Technically, I started this book in 2018, but I did the bulk of it on the first of January, so I’m giving myself a pass and starting with it. A book with an “A” title is a good place to start.
Autonomous is about a future where everything is patented, and people, as individual citizens, are treated like potential property and capital rather than individuals who possess innate rights. The impetus for this change in thinking and living comes from the contradiction that exists when sentient, fully thinking robots are introduced to humanity. Author Annalee Newitz posits that if a corporation can absorb the cost of building a new, AI robot and thus own it until it works down it’s debt, than humans can be owned in a similar, contracted manner. This has led to a world where people are either franchised or not, and where you can be sold off on your 18th birthday to the highest bidder. Between that, and the copyright patents on medicine, life is unaffordable for the average person, which leads Judith “Jack” Chen to become a patent pirate, using her extensive bio-engineering knowledge to reverse engineer drugs and sell them to those in need. She’s a sort of 22nd century Robin Hood.
Eventually, Jack reverse engineers a drug that creates powerful addictions to work for the user, resulting in people who work to the point of collapse. Jack realizes her mistake and sets out show the public what the drug corporation responsible for the original product has created, picking up an indentured boy on the way. On the other end, we’re treated to the narrative of the patent officers following her, who also happen to be having a human-robot affair that generates some interesting text about the nature of love, feelings, and gender fluidity.
I love the ideas in this book. There’s so much to unpack about this hypothetical, very believable, future where capitalism has been taken to its furthest extremes. We see how those within the system work and those who are trying to break it. However, I had a hard time getting it started and really investing in the events because it threw me in too fast to the adventure portion of it. At times, I wish Newitz had given herself more room to just breath in the world she’s created and really let us explore it. She gave some plausible options for how we may deal with climate change too, although it seems that she’s set it far enough down the line that it’s mostly been dealt with, and what has happened just is what it is. I wonder a little bit if there wasn’t enough going on to support the thoroughness of the world itself, and like another plot thread or just more events along the way to the conclusion would have served her world better. It feels like a place she knows and wants to return to, and I kind of hope that one day we’ll get more books about Jack Chen, Paladin and the rest. Apparently, the book has been optioned for a television show, so maybe we’ll get more of it down the line in a different format.
Happy first review, and I love your avatar!
That book cover is stunning. Great review!

EXERCISE DATA:
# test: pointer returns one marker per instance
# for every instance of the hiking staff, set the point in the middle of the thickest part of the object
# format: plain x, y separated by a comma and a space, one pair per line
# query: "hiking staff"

YOUR INSTRUCTIONS:
Decide whether each statement agrees with the review of Autonomous, answering yes or no and quoting the deciding words from the review: (a) The reviewer did most of the reading on the first of January. (b) In the novel's world, a person can be sold on their 18th birthday. (c) The reviewer found the beginning of the book easy to get into. The data that comes after the book review is separate material.

TASK ANSWER:
(a) Yes: "I did the bulk of it on the first of January"
(b) Yes: "where you can be sold off on your 18th birthday to the highest bidder"
(c) No: "I had a hard time getting it started"